PASSAGE SHOWN
= = = =

That was my only question. Thank you. Have a great day. Thanks, Greg.
Moving on, we'll hear from Christopher Turner with JP Morgan.
Good morning, Chris. Good
morning, Ben and
Bob. Increasing transmission investment is a little bit of a newer theme for you guys or kind of a return to maybe an older theme. Just wondering if there's higher risk to this plan due to size of projects being larger or regulatory approvals that are needed here. I know your renewable investments really tail off in the next two or three years, but I guess to the degree that you're successful here, is there kind of upside to those renewables numbers?
Two parts to the question. I guess the last part, we don't have any renewables scheduled because we try to sync up those renewables, that renewable portfolio with our IRP plans. As you know, Chris, we expect to retire coal plants in the mid-20s, and that's when this next round of renewables, which will be very significant, will come through. One of the benefits we've had with our Steel for Fuel program is we've created headroom on the consumer bills to do more investment in grid infrastructure. The investment we're talking about, Chris, isn't really going to require the regulatory approval because it's not the big transmission lines I referred to when I said we're getting the band back together again. This is asset health, this is reliability, and this is to support some of the renewables that we already have out there.

= = = =

DATASET EXCERPTS
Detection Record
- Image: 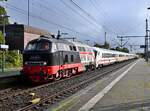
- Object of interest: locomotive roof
[30,36,74,45]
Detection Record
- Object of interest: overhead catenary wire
[60,0,101,30]
[30,2,100,34]
[2,3,95,37]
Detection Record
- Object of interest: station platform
[51,59,150,111]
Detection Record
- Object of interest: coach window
[73,46,77,51]
[69,45,72,50]
[64,55,68,63]
[71,55,74,62]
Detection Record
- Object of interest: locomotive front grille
[25,61,47,66]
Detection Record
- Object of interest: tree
[103,42,110,49]
[0,31,5,44]
[0,6,9,25]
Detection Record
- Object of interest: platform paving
[51,59,150,111]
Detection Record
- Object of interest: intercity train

= = = =

WHAT IS BEING ASKED
Repeat everything in the call transcript from "Moving on, we'll" down to "those renewables numbers?", word for word.

TASK RESPONSE
Moving on, we'll hear from Christopher Turner with JP Morgan.
Good morning, Chris. Good
morning, Ben and
Bob. Increasing transmission investment is a little bit of a newer theme for you guys or kind of a return to maybe an older theme. Just wondering if there's higher risk to this plan due to size of projects being larger or regulatory approvals that are needed here. I know your renewable investments really tail off in the next two or three years, but I guess to the degree that you're successful here, is there kind of upside to those renewables numbers?